++++ Rows

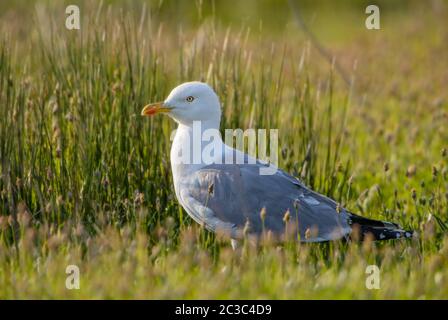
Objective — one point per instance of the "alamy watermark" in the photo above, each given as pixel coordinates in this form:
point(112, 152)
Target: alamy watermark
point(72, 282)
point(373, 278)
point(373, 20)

++++++++

> Requirement
Reproduce the data above with every "watermark" swapped for "logo" and nothing else changed. Omit the pictures from your answer.

> Task answer
Objective — one point per instance of the "alamy logo" in the photo above, each given as pixel coordinates in this form:
point(112, 152)
Target: alamy logo
point(72, 282)
point(373, 278)
point(373, 20)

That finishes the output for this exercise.